▶ About this exercise: Every entry below should be restated word for word, except for its images.
======
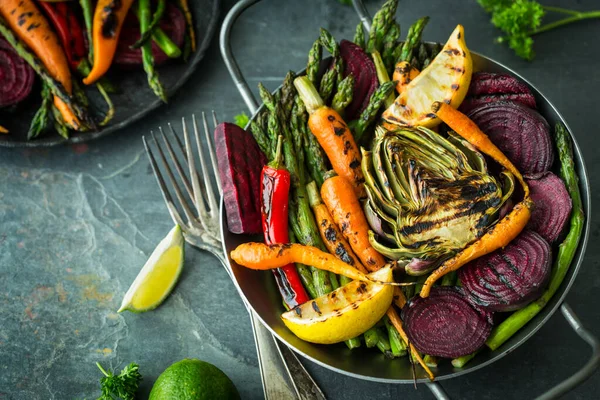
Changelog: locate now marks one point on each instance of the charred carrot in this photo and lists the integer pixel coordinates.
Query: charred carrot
(469, 130)
(106, 27)
(261, 256)
(331, 235)
(397, 322)
(26, 21)
(333, 135)
(342, 203)
(508, 227)
(403, 74)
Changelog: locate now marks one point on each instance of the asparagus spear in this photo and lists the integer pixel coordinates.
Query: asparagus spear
(162, 40)
(413, 38)
(147, 58)
(397, 345)
(566, 250)
(300, 214)
(327, 85)
(262, 139)
(329, 43)
(369, 114)
(462, 360)
(383, 77)
(359, 36)
(160, 10)
(343, 95)
(55, 87)
(382, 21)
(43, 118)
(314, 61)
(389, 45)
(422, 56)
(383, 343)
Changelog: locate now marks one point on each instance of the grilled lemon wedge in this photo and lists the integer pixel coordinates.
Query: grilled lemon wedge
(344, 313)
(446, 79)
(158, 276)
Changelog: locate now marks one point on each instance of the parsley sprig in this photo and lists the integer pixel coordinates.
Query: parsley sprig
(522, 19)
(122, 386)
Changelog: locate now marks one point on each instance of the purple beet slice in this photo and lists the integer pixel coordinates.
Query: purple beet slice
(520, 132)
(172, 23)
(446, 324)
(359, 64)
(240, 163)
(509, 278)
(552, 206)
(16, 76)
(488, 87)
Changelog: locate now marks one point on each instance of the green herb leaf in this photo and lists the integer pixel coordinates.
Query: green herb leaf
(122, 386)
(241, 120)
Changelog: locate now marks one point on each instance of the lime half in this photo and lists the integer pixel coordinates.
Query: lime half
(158, 276)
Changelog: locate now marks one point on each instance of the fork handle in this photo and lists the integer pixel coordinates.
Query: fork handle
(277, 384)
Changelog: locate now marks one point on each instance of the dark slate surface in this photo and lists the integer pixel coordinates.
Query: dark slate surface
(77, 223)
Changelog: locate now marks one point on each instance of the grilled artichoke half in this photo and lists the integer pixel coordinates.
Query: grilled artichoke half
(432, 194)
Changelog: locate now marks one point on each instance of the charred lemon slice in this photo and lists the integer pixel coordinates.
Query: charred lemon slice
(344, 313)
(446, 79)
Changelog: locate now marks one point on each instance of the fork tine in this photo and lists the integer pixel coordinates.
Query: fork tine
(178, 140)
(210, 193)
(197, 198)
(211, 149)
(186, 208)
(182, 175)
(163, 187)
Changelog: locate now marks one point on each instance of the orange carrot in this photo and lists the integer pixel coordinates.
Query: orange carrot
(331, 235)
(399, 297)
(25, 20)
(262, 256)
(341, 200)
(333, 135)
(508, 227)
(469, 130)
(106, 28)
(403, 74)
(397, 322)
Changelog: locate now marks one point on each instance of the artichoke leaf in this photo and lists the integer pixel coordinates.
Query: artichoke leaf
(433, 194)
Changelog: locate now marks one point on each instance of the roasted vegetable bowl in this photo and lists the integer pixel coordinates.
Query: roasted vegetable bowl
(431, 178)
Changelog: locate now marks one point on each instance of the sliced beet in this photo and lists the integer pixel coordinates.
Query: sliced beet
(446, 324)
(509, 278)
(16, 76)
(240, 162)
(173, 23)
(488, 87)
(520, 132)
(359, 64)
(552, 206)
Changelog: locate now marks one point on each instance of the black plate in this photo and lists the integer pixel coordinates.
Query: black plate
(135, 99)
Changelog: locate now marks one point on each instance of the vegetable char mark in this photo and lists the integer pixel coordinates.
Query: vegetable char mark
(110, 21)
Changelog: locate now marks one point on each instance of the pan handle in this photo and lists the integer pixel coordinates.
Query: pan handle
(568, 384)
(227, 54)
(588, 369)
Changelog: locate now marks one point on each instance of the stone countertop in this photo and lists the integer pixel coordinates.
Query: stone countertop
(77, 223)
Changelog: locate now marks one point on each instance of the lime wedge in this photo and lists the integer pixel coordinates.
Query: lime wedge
(158, 276)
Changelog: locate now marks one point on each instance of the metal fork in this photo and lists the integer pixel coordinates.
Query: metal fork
(201, 228)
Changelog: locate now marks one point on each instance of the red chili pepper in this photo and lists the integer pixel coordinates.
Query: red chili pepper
(68, 29)
(274, 193)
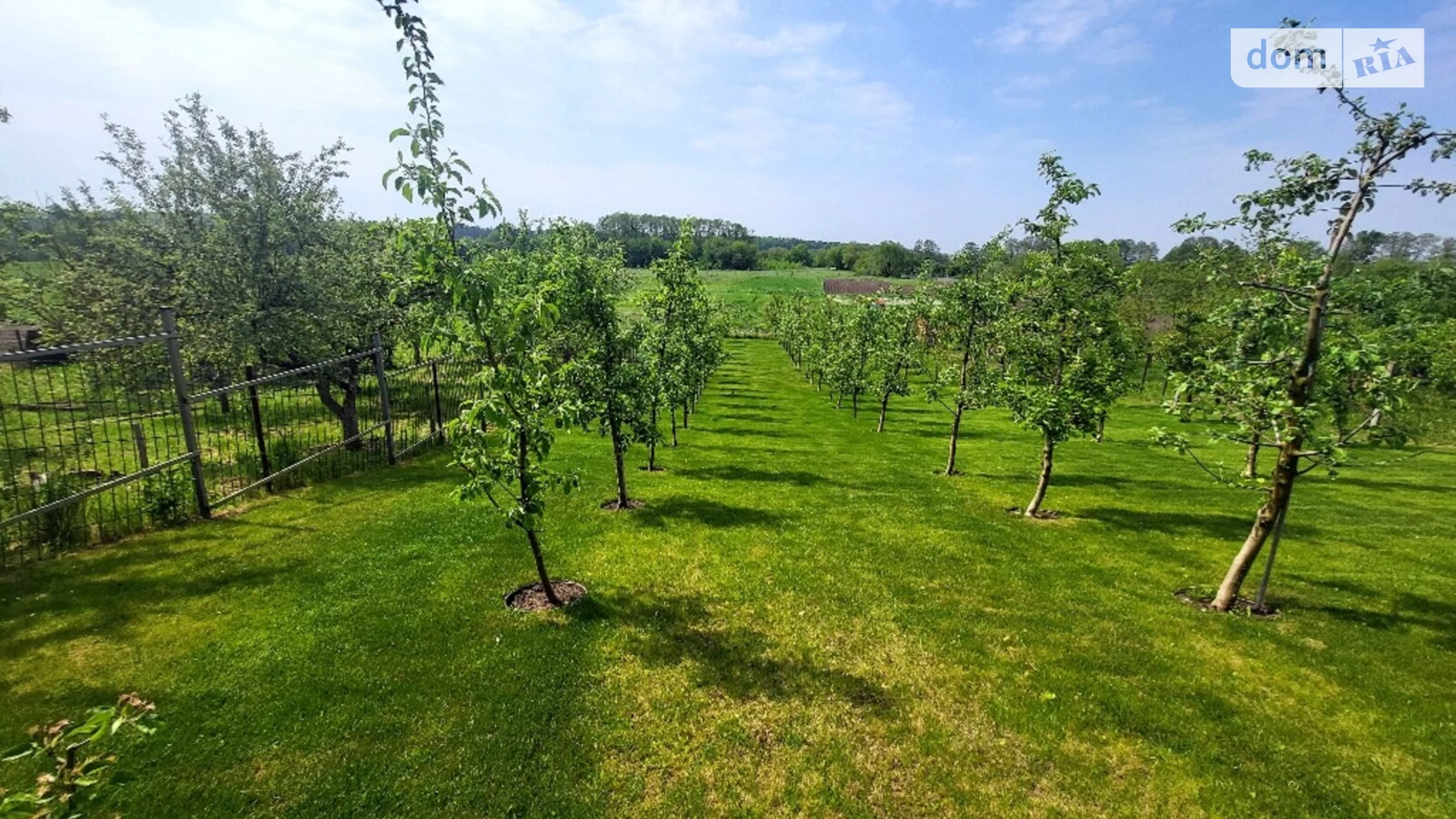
======
▶ Answer to the exercise:
Changelog: locate now marks one point on each instance of the charred carrot in this photo and lists the integer pixel coordinates.
Query: charred carrot
(469, 130)
(106, 27)
(261, 256)
(331, 235)
(397, 322)
(26, 21)
(333, 135)
(342, 203)
(508, 227)
(403, 74)
Changelog: locate now marks one point on each instance of the asparagus spear in this photo and lists the integer pixel coordinates.
Query: asparagus spear
(162, 40)
(413, 38)
(147, 58)
(397, 345)
(566, 250)
(300, 214)
(327, 85)
(262, 139)
(329, 43)
(369, 114)
(462, 360)
(383, 77)
(359, 36)
(160, 10)
(343, 95)
(55, 87)
(382, 21)
(43, 118)
(314, 61)
(389, 45)
(422, 56)
(383, 343)
Changelog: locate now marks one point on each instance of the grilled lemon wedge in this photo and lists the integer pixel coordinates.
Query: grilled lemon wedge
(344, 313)
(446, 79)
(158, 276)
Changelog: locate now marks one point on each instance of the parsley sprig in this photo and lists the integer pixel coordinates.
Query: parsley sprig
(522, 19)
(122, 386)
Changelog: locate now marks one point on each instance of the purple beet slice in this photo and lists the integer pixel coordinates.
Query: purple beet slice
(520, 132)
(172, 23)
(446, 324)
(359, 64)
(240, 163)
(509, 278)
(552, 206)
(16, 76)
(488, 87)
Changelog: locate now marks one point on each instance of the green herb leaf in this photo and lists the integer pixel coordinates.
Query: green herb leaf
(122, 386)
(241, 120)
Changelog: locate now marks one point on each instance of the lime half in this photo and lists the integer pixel coordinates.
Query: lime half
(158, 276)
Changelog: locate now marks one point on each instance of the fork handle in this photo and lists the integer pixel coordinates.
Query: fork handle
(277, 384)
Changelog: locate now marks one point on each instance of the dark slate surface in this photo and lists the integer pixel coordinates.
Query: dark slate surface
(77, 223)
Changelog: locate now marks one point on each instance of the grilled artichoke half in this photo and lists the integer pixel coordinates.
Query: grilled artichoke half
(432, 194)
Changelog: locate now marks one point on each instance of the charred lemon slice in this photo and lists the integer pixel coordinates.
Query: charred lemon slice
(344, 313)
(446, 79)
Changelog: locate now marks one point on each instance of the fork tine in this photo and lists the integer pixel coordinates.
Query: fork tine
(178, 140)
(210, 193)
(197, 198)
(211, 149)
(186, 208)
(182, 175)
(163, 187)
Changelog: locate now marks one point on each instance of the orange carrot in this photo and lists the integer pixel coordinates.
Query: orange carrot
(331, 235)
(399, 297)
(25, 20)
(262, 256)
(341, 200)
(333, 135)
(508, 227)
(469, 130)
(106, 28)
(403, 74)
(397, 322)
Changelog: locate now marks one point on each instance of the artichoke leaf in this photo and lists the integer pixel coordinates.
Query: artichoke leaf
(433, 194)
Changelog: locate now marks one point on each instance of the roasted vegetable bowl in this photo and lists the integer pixel coordinates.
Query: roasted vegetable bowl
(431, 178)
Changelog: locate now marks one point on each instance of the sliced beet in this photo and lists the integer pixel coordinates.
Query: sliced beet
(446, 324)
(509, 278)
(16, 76)
(240, 162)
(173, 23)
(488, 87)
(520, 132)
(359, 64)
(552, 206)
Changelog: locate now marks one point on each instance of the black plate in this photo and lists the integer pixel coordinates.
Query: black plate
(135, 99)
Changelog: locate now marks one point on each instance of the vegetable char mark in this photo and lists the integer pixel coordinates.
Query: vegetable char mark
(110, 21)
Changelog: locate now marks one point on each instance of the pan handle in this photo and lists the integer pixel coordinates.
Query: pan handle
(568, 384)
(227, 54)
(588, 369)
Changelog: locate now marks one point on each instance of the stone countertop in this photo and lists the integer pixel coordinates.
Query: stone countertop
(77, 223)
Changelog: locate now marks one point on each instance of the lime wedge in this photo and lists the integer pixel coordinates.
Query: lime wedge
(158, 276)
Changelog: locate now marks one point on each instance of the metal fork in this photo and lists the integer pixel coordinates.
Query: metal fork
(201, 228)
Changelog: locate now marks one point on each instance of the red chili pepper in this photo and lists the integer pixel coordinates.
Query: red chili pepper
(68, 29)
(274, 193)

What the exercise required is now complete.